====== Supplied text

Re: New ARM Cortex Microcontroller Product Family from STMicroelectronics



On 23 Jun, 03:10, rickman <gnu...@xxxxxxxxx> wrote:
On Jun 22, 7:34 pm, "Wilco Dijkstra" <Wilco_dot_Dijks...@xxxxxxxxxxxx>
wrote:

"rickman" <gnu...@xxxxxxxxx> wrote in messagenews:1182540547.184518.91830@xxxxxxxxxxxxxxxxxxxxxxxxxxxxxxx
The data *** says it requires one wait state from 24 to 48 MHz and 2
wait states above 48 MHz. So compared to the Luminary parts running
at 50 MHz with *NO* wait states, I say the ST M3 parts are dogs.

It's not that bad. Cortex-M3 has a prefetch buffer and branch prediction. This
means that the cost of a single waitstate can be hidden for conditional branches,
ie. only indirect branches have a penalty. With 2 wait states the branch prediction
only works on unconditional branches, so you'll get a slowdown. However you can
change loops to use an unconditional branch at the end so they run at the speed
of zero-wait state memory.

I don't follow what you are saying at all. Branch prediction relates
to pipelining. I don't see how it relates to wait states.

Adding a wait state is the same as increasing the pipeline depth, and
branch prediction coupled with prefetching can hide some of that
latency.

============

__Jobs__:
• 1. Answer these questions about the forum thread on STMicroelectronics Cortex microcontrollers.
(a) According to rickman, how many wait states are required above 48 MHz?
(b) Which branches, according to Wilco Dijkstra, still carry a penalty when there is a single wait state?
(c) In the last paragraph, adding a wait state is said to be the same as what?
• 2. Write the next part of the forum thread on STMicroelectronics Cortex microcontrollers, picking up after its final sentence.

====== Records

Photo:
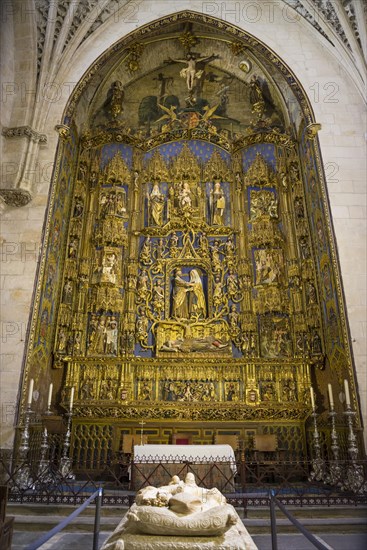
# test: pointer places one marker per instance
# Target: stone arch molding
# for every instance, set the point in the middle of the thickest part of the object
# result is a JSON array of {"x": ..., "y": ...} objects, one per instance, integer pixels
[
  {"x": 260, "y": 134},
  {"x": 21, "y": 185}
]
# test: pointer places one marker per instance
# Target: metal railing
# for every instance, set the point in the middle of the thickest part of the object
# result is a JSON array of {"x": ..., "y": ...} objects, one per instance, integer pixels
[
  {"x": 121, "y": 477},
  {"x": 316, "y": 541},
  {"x": 98, "y": 495}
]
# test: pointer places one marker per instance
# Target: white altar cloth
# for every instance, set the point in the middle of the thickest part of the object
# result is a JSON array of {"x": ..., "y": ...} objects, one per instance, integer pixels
[{"x": 182, "y": 453}]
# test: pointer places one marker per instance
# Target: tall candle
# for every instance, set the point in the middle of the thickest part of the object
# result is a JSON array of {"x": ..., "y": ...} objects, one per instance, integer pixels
[
  {"x": 331, "y": 399},
  {"x": 49, "y": 395},
  {"x": 312, "y": 398},
  {"x": 71, "y": 398},
  {"x": 347, "y": 395},
  {"x": 30, "y": 391}
]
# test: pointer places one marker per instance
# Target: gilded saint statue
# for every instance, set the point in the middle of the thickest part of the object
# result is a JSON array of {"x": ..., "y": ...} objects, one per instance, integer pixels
[
  {"x": 156, "y": 202},
  {"x": 218, "y": 204},
  {"x": 188, "y": 296},
  {"x": 197, "y": 304}
]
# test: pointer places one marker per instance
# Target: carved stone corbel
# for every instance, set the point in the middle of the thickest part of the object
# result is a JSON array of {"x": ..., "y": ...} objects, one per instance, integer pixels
[
  {"x": 63, "y": 130},
  {"x": 312, "y": 129},
  {"x": 15, "y": 197},
  {"x": 24, "y": 131}
]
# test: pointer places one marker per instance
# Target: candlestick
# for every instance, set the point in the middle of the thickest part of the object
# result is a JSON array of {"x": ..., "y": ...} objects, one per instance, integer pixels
[
  {"x": 49, "y": 395},
  {"x": 347, "y": 395},
  {"x": 30, "y": 392},
  {"x": 71, "y": 398},
  {"x": 318, "y": 464},
  {"x": 331, "y": 399},
  {"x": 312, "y": 398}
]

============

__Expected results__:
• 1.
(a) Two wait states.
(b) Indirect branches.
(c) Increasing the pipeline depth.

• 2.
The required wait states are added because of a fundamental limitation in
the bandwidth of the Flash memory. You can look-ahead all you want,
but you can still only return one word from Flash per 3 clock cycles
when running at full speed. Unless the Flash word width is increased
(as in the NXP designs) or the instruction size is reduced (many
Cortex M3 instructions are 16 bits, but they would need to be 10 bits
with two wait states and 32 bit memory) this will limit performance in
the Cortex M3.

Am I completely missing something? I always leave that possibility
open...

You have to increase the fetch width if you add waitstates, that's a
given. The M3 TRM recommends 64-bit flash fetch. While this allows
straightline code to run at full speed, branches are still slow. What
I meant is that M3 has branch optimizations that reduce this slowdown.

Yes, that is all pretty obvious. But it does not address the point of
the Y intercept being a hefty 9 mA. This is not as high as the Analog
Devices ARM parts, but it is significant. It means you need to use
modes and hardware features to get better power savings compared to
just slowing the clock which is much simpler to do.


From what I remember, I think it is the PLL and flash that cause high
power consumption at lower speeds. The specs showed various settings
that use significantly less than 9mA below 8MHz. So I don't think it
really burns 9mA at 0MHz (which is what I think you mean with Y
intercept, right?).

The power for the STM32 is from the data *** and includes basic
power to the peripherals, although since they are not performing work
the power they draw is less than typical. So the comparison is not
perfect.

The ST specs list some numbers with peripherals off, and that is less
than half the normal current, 21mA from flash at 72MHz IIRC - pretty
good.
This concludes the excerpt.